__TEKSTFRAGMENT__
Bijgevolg moet de grief worden verworpen waarmee rekwirantes aanvoeren dat het Gerecht artikel 3, leden 6 en 7, van de basisverordening heeft geschonden omdat het er geen rekening mee heeft gehouden dat bij 37,4 % van de verkopen van de in de steekproef opgenomen Unieproducenten geen sprake was van prijsonderbieding, aangezien rekwirantes ten onrechte van oordeel zijn dat er voor dit percentage van deze verkopen geen sprake is van onderbieding en de Commissie door toepassing van de PCN-methode een aanzienlijke prijsonderbieding heeft vastgesteld die van grote invloed was op de bedrijfstak van de Unie.

202

Met betrekking tot de grief die is ontleend aan schending van de motiveringsplicht, moet in herinnering worden gebracht dat de ingevolge artikel 36 en artikel 53, eerste alinea, van het Statuut van het Hof van Justitie van de Europese Unie op het Gerecht rustende verplichting om arresten te motiveren, volgens vaste rechtspraak van het Hof niet inhoudt dat het Gerecht bij zijn redenering alle door de partijen bij het geding uiteengezette argumenten een voor een uitputtend dient te behandelen. De motivering kan dus impliciet zijn, mits de belanghebbenden de redenen kunnen kennen waarop het Gerecht zich baseert en het Hof over voldoende elementen beschikt om zijn toezicht in het kader van een hogere voorziening uit te oefenen (arrest van 14 september 2016, Trafilerie Meridionali/Commissie, C‑519/15 P, EU:C:2016:682, punt 41 en aldaar aangehaalde rechtspraak).

__GETOONDE GEGEVENS__

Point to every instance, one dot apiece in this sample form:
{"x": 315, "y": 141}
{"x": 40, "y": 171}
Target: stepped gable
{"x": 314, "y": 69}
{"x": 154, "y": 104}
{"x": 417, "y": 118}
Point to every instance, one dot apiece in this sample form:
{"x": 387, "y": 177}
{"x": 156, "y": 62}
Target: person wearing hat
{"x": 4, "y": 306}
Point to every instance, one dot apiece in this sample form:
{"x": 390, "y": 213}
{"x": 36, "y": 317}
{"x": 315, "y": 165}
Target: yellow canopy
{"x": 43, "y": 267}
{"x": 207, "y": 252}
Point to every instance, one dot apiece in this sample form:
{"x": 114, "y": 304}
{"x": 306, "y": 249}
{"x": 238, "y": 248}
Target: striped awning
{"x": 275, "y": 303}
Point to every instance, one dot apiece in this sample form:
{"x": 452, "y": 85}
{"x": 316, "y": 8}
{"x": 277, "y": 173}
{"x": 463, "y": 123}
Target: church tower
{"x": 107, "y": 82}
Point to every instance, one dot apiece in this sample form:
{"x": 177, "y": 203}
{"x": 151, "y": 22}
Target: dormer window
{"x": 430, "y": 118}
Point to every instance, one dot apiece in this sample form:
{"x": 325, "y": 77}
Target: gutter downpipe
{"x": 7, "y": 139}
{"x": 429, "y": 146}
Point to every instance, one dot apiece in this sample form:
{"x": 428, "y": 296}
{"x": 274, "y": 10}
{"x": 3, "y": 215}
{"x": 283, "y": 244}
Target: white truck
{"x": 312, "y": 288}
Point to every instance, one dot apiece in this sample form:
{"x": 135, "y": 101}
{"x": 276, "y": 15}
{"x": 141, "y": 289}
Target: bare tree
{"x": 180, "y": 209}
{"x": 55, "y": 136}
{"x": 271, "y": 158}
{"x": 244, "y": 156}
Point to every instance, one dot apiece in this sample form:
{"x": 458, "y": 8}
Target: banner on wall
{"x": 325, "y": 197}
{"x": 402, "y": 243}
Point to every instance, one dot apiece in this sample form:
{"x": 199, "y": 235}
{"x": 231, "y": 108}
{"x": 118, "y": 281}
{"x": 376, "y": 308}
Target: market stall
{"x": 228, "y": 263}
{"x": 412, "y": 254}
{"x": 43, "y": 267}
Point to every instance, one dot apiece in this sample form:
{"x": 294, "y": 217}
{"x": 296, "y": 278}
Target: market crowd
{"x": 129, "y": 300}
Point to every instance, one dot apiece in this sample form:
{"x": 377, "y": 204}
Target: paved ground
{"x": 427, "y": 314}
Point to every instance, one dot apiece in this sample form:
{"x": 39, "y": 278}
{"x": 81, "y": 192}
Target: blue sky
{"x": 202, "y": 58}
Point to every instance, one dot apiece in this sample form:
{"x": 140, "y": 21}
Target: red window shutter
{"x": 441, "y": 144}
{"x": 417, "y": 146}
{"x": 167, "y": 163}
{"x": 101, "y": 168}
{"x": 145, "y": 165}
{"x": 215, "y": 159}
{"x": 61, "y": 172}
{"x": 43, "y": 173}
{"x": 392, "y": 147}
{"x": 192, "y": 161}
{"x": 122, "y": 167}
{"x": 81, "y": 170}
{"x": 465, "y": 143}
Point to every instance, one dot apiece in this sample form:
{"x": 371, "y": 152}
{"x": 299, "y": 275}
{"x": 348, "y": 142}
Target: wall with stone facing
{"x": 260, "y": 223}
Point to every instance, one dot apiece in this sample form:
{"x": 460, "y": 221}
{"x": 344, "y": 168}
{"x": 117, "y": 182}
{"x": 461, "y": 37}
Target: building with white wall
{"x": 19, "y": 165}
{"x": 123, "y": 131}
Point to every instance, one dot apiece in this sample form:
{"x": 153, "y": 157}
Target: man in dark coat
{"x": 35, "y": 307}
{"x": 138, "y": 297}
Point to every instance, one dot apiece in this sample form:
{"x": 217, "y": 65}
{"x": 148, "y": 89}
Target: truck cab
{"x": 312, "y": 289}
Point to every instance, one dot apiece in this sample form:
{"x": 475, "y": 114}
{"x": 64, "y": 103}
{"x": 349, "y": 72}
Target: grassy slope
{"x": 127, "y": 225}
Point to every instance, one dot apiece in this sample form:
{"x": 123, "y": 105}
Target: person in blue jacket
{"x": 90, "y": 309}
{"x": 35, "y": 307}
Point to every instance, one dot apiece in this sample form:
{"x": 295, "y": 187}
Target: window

__OPDRACHT A__
Neem uit het arrestfragment letterlijk over wat begint bij "Bijgevolg moet de" en doorloopt tot en met "van de Unie.".
__OPDRACHT B__
Zet de alinea uit het arrestfragment die begint met "Met betrekking tot de grief" korter in een opsomming, met behoud van de belangrijkste feiten.
__OPDRACHT C__
Schrijf het arrestfragment verder, te beginnen na de laatste zin die er staat.
De lijst komt uit een andere bron dan het arrestfragment.

__ANTWOORD A__
Bijgevolg moet de grief worden verworpen waarmee rekwirantes aanvoeren dat het Gerecht artikel 3, leden 6 en 7, van de basisverordening heeft geschonden omdat het er geen rekening mee heeft gehouden dat bij 37,4 % van de verkopen van de in de steekproef opgenomen Unieproducenten geen sprake was van prijsonderbieding, aangezien rekwirantes ten onrechte van oordeel zijn dat er voor dit percentage van deze verkopen geen sprake is van onderbieding en de Commissie door toepassing van de PCN-methode een aanzienlijke prijsonderbieding heeft vastgesteld die van grote invloed was op de bedrijfstak van de Unie.

__ANTWOORD B__
- Het Gerecht moet zijn arresten motiveren volgens artikel 36 en artikel 53, eerste alinea, van het Statuut van het Hof van Justitie van de Europese Unie.
- Volgens vaste rechtspraak van het Hof hoeft het Gerecht niet alle argumenten van de partijen een voor een uitputtend te behandelen.
- De motivering mag impliciet zijn. Dan moeten de belanghebbenden wel de redenen van het Gerecht kunnen kennen. Ook moet het Hof genoeg elementen hebben om toezicht te houden in hogere voorziening.
- Bron: arrest van 14 september 2016, Trafilerie Meridionali/Commissie, C‑519/15 P, EU:C:2016:682, punt 41.

__ANTWOORD C__
203

In het onderhavige geval moet, gelet op de motivering in de punten 406 tot en met 425 van het bestreden arrest en de beoordeling in de punten 192 tot en met 201 van het onderhavige arrest, worden vastgesteld dat door deze motivering rekwirantes de redenen konden kennen waarop het Gerecht zich heeft gebaseerd en het Hof zijn toezicht kan uitoefenen. Derhalve moet de grief van rekwirantes met betrekking tot schending van de motiveringsplicht worden afgewezen.

204

Gelet op een en ander moet het vierde middel worden verworpen.

5.   Vijfde middel

a)   Overwegingen vooraf

205

Met hun vijfde middel, dat bestaat uit drie onderdelen, bestrijden rekwirantes de beoordeling van het Gerecht van het derde middel van hun beroep in eerste aanleg dat er betrekking op heeft dat de Commissie hun procedurele waarborgen niet in acht heeft genomen, omdat zij heeft nagelaten om rekwirantes informatie te verstrekken die voor het vaststellen van de dumping en de schade nuttig was.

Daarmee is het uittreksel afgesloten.